> _Description of the task_: Copy each record below without changing a single word.

[Extracted records]
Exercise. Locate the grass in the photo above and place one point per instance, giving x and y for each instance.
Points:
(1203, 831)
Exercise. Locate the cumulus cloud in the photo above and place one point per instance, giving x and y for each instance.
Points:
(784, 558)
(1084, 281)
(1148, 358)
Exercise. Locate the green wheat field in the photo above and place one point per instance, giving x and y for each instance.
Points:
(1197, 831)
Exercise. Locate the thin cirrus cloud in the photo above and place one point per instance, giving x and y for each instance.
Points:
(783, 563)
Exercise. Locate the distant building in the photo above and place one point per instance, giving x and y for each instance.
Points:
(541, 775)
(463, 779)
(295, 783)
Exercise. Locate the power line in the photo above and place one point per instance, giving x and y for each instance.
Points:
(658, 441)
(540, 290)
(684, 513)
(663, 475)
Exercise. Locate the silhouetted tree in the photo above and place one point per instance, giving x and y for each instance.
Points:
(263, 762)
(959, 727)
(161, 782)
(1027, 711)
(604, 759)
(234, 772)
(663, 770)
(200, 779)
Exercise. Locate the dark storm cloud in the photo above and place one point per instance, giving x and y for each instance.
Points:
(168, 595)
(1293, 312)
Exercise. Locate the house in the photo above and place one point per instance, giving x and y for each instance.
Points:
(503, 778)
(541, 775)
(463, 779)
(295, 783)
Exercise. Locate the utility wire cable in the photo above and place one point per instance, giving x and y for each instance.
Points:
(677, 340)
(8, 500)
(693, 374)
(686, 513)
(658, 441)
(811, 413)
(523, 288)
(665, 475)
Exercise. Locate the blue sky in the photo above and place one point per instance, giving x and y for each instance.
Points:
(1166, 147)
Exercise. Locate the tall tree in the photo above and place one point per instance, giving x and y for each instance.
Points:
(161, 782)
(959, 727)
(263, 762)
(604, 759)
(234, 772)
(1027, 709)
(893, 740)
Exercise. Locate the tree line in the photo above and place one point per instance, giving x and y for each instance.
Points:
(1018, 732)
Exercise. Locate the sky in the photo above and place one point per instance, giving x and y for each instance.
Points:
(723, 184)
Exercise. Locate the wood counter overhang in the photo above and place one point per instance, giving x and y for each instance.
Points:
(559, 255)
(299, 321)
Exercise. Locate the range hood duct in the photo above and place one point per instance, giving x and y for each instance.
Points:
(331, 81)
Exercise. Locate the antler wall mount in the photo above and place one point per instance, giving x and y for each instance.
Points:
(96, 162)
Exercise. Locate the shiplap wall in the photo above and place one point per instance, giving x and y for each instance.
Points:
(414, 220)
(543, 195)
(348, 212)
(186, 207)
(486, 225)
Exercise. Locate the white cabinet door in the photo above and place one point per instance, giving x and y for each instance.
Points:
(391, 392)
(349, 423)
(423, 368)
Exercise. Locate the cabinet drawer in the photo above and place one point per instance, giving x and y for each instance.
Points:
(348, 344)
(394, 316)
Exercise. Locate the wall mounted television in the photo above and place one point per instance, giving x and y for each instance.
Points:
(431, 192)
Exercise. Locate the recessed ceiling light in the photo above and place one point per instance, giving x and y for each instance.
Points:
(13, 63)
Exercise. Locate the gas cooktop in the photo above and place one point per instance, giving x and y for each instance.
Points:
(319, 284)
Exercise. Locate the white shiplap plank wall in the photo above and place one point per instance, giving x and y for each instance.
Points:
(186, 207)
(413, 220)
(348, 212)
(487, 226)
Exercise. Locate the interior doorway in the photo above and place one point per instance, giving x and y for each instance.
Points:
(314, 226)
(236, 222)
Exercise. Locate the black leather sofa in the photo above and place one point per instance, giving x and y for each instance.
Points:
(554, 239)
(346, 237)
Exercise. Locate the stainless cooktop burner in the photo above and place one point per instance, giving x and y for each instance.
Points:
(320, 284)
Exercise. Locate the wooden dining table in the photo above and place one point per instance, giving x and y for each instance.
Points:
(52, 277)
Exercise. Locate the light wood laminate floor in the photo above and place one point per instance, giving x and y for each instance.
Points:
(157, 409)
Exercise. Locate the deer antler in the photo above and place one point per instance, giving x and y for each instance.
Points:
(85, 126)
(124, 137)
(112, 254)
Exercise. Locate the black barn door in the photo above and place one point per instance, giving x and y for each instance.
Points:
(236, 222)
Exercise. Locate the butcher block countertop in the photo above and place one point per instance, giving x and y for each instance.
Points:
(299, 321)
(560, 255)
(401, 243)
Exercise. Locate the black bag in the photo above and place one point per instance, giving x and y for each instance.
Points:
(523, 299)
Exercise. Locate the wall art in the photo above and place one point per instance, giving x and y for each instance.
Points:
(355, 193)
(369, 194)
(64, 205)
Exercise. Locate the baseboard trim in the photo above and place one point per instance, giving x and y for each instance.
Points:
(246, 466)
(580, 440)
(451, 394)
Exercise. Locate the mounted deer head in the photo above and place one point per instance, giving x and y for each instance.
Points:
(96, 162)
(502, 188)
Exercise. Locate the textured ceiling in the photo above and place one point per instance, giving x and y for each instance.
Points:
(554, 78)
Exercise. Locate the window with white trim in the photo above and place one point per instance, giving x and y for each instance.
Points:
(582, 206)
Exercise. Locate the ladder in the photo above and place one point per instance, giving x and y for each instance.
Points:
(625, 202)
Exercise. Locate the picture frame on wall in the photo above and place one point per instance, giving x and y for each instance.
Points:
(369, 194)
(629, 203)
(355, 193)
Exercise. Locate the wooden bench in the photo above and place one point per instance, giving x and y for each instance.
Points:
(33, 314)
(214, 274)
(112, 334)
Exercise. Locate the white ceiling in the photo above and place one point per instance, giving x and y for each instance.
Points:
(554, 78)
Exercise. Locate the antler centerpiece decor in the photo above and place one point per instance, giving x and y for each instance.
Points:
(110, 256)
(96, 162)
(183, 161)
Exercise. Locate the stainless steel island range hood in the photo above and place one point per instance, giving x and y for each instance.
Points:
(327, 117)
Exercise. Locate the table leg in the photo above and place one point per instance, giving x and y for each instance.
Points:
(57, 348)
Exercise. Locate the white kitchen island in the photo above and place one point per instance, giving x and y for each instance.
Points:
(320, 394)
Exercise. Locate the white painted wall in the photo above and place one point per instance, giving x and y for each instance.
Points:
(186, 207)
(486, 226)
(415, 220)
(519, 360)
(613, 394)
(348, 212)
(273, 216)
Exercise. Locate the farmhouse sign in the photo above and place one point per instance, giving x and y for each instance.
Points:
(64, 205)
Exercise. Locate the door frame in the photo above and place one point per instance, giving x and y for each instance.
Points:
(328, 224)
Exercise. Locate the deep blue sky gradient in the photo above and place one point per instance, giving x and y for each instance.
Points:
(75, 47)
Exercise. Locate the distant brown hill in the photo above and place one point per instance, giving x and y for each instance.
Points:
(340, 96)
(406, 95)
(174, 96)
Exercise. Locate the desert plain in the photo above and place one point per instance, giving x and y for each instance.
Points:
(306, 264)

> _Answer below_:
Exercise. Locate the grass in the photo above and place one point per instance, giving x and y for each instance.
Points:
(1203, 831)
Exercise. Locate the cumulus cloud in the photo above and place one point per instance, giving x and y for each instance.
Points:
(784, 558)
(1084, 281)
(1148, 358)
Exercise. Locate the green wheat field in the photo above and place one point per instance, giving x and y for each instance.
Points:
(1197, 831)
Exercise. Locate the thin cirrus cloud in the photo above and place one point per instance, giving x and y for each instance.
Points:
(783, 563)
Exercise. Locate the distant building in the photo above and place one point per instance, giving x and y for each instance.
Points:
(541, 775)
(463, 779)
(295, 783)
Exercise. Locate the power line in the photo above and place one point per instance, giving x and y for each instance.
Points:
(658, 441)
(540, 290)
(684, 513)
(663, 475)
Exercise. Locate the silhouetted tree in the photo above and place one point per instance, giving x and y for each instance.
Points:
(263, 762)
(959, 727)
(161, 782)
(1027, 711)
(604, 759)
(234, 772)
(663, 770)
(200, 779)
Exercise. Locate the dark storm cloud in the photo above and place one point per instance, giving x and y for each instance.
Points:
(168, 595)
(1293, 312)
Exercise. Locate the house in the photo above and place one point per instance, giving x and y for each instance.
Points:
(503, 778)
(541, 775)
(463, 779)
(295, 783)
Exercise. Locate the utility wire cable in the photo above and place one point per instance, giving x and y for each instance.
Points:
(677, 340)
(8, 500)
(693, 374)
(686, 513)
(658, 441)
(811, 413)
(523, 288)
(665, 475)
Exercise. Locate the blue sky in the photo above and place one point per instance, giving x and y for each instance.
Points:
(1166, 147)
Exercise. Locate the tall tree in the photo above and place one point per instance, giving x and y for each instance.
Points:
(161, 782)
(959, 727)
(263, 762)
(604, 759)
(234, 772)
(1027, 709)
(893, 740)
Exercise. Locate the tree line in the photo above and place one point per instance, giving x and y for each instance.
Points:
(1018, 732)
Exercise. Locate the sky in the photo above and place one point per instance, giving x and y for each instance.
Points:
(723, 184)
Exercise. Locate the wood counter overhang in the photo above and place one point per instance, giving x and y for each instance.
Points:
(559, 255)
(299, 321)
Exercise. Locate the range hood duct in the photo above and place one point per instance, giving x and y for each instance.
Points:
(331, 81)
Exercise. Locate the antler wall mount in the photo above and place one point per instance, giving x and y for each instance.
Points:
(96, 162)
Exercise. Locate the shiplap wall in the photo above and place one point per instance, giving x and y for each instance.
Points:
(414, 220)
(543, 195)
(348, 212)
(186, 207)
(486, 225)
Exercise. Locate the white cabinet door in the photo above and place one point per instance, giving x and y for each instance.
Points:
(391, 392)
(349, 423)
(423, 368)
Exercise. Locate the cabinet drawer in the photo above and place one point per instance, giving x and y for each instance.
Points:
(348, 344)
(394, 316)
Exercise. Locate the wall mounted television in the photo above and place one point per instance, giving x and y for each instance.
Points:
(431, 192)
Exercise. Locate the recessed ceiling light in the photo above and place one point per instance, giving x and y for each instance.
Points:
(13, 63)
Exercise. Locate the gas cooktop in the photo above and place one point per instance, giving x and y for each instance.
Points:
(319, 284)
Exercise. Locate the white shiplap plank wall in the photo above and place one point per instance, giving x and y for each instance.
Points:
(186, 207)
(413, 220)
(348, 212)
(487, 226)
Exercise. Locate the interior doorway in the photo above and place one point per instance, giving x and y for each instance.
Points:
(314, 226)
(236, 222)
Exercise. Locate the black leather sofa in the photo above and place one point per instance, giving x and y for each instance.
Points:
(554, 239)
(346, 237)
Exercise. Locate the stainless cooktop burner in the photo above and place one point per instance, giving x and y for each instance.
Points:
(320, 284)
Exercise. Locate the wooden dining table in the photo above and place one point per instance, giving x and y for each instance.
Points:
(52, 277)
Exercise. Locate the light wood laminate floor in the photo above and place one point per instance, giving x and y for each instance.
Points:
(157, 409)
Exercise. Locate the deer antler in the photo above and place one point per instance, giving x and y for each instance.
Points:
(85, 126)
(124, 137)
(112, 254)
Exercise. Locate the black barn door in the photo above and place one point per instance, giving x and y for each instance.
Points:
(236, 222)
Exercise. Locate the butcher block countertop in the photo above and place one point per instance, giving x and y for each instance.
Points:
(299, 321)
(560, 255)
(401, 243)
Exercise. Locate the black bag in the photo above and place one point per instance, giving x and y for each instance.
Points:
(523, 299)
Exercise. Locate the wall art in the photo above and place one point per instance, giving x and y for each instance.
Points:
(355, 193)
(369, 194)
(64, 205)
Exercise. Locate the baseboard trim in the photo above and place one point per instance, giving x and y for each instance.
Points:
(246, 466)
(580, 440)
(451, 394)
Exercise. Locate the mounted deer head in the photo above and place one point per instance, giving x and y for each instance.
Points:
(96, 162)
(502, 188)
Exercise. Locate the textured ceiling in the photo above and place one point per instance, giving x and y for each instance.
Points:
(554, 78)
Exercise. Locate the window with white trim in the photo above and place one point per instance, giving x and y for each instance.
Points:
(582, 206)
Exercise. Locate the ladder in the photo above and place one point per instance, giving x and y for each instance.
Points:
(625, 202)
Exercise. Locate the picture frame on wall in the photo above and place one point per instance, giving x and y for each instance.
Points:
(369, 194)
(629, 203)
(355, 193)
Exercise. Locate the wooden bench in the photo above and place one point per instance, giving x and y for each instance.
Points:
(33, 314)
(214, 274)
(112, 334)
Exercise. Locate the white ceiling in the photo above and place one point per instance, giving x and y for each instance.
Points:
(554, 78)
Exercise. Locate the antler centerpiece decor in the photo above and place one point per instance, giving x and y for each instance.
Points:
(110, 256)
(96, 162)
(183, 161)
Exercise. Locate the stainless steel island range hood in the photo above and place one point per instance, giving x and y for each instance.
Points:
(327, 117)
Exercise. Locate the table leg in the photo above and place one point per instance, giving x and y for each instance.
Points:
(57, 348)
Exercise. Locate the white kitchen island in the photo above and place one point per instance, giving x and y for each instance.
Points:
(320, 394)
Exercise. Locate the white painted wall in the photo above and place one point per instance, giving x and y for each instance.
Points:
(186, 207)
(486, 226)
(415, 220)
(519, 360)
(613, 394)
(348, 212)
(273, 216)
Exercise. Locate the farmhouse sign in the photo above and place one point per instance, giving x and y for each instance.
Points:
(64, 205)
Exercise. Locate the door frame in the photo above and place one point per instance, giving x and y for each instance.
Points:
(328, 224)
Exercise. Locate the deep blue sky gradient in the photo above and place one point per instance, giving x and y for each instance.
Points:
(75, 47)
Exercise. Locate the distant brown hill in the photo above and place one point per instance, giving x and y for each instance.
Points:
(340, 96)
(406, 95)
(174, 96)
Exercise. Locate the desert plain in the photo above and place one point per instance, giving x and y for each instance.
Points:
(306, 264)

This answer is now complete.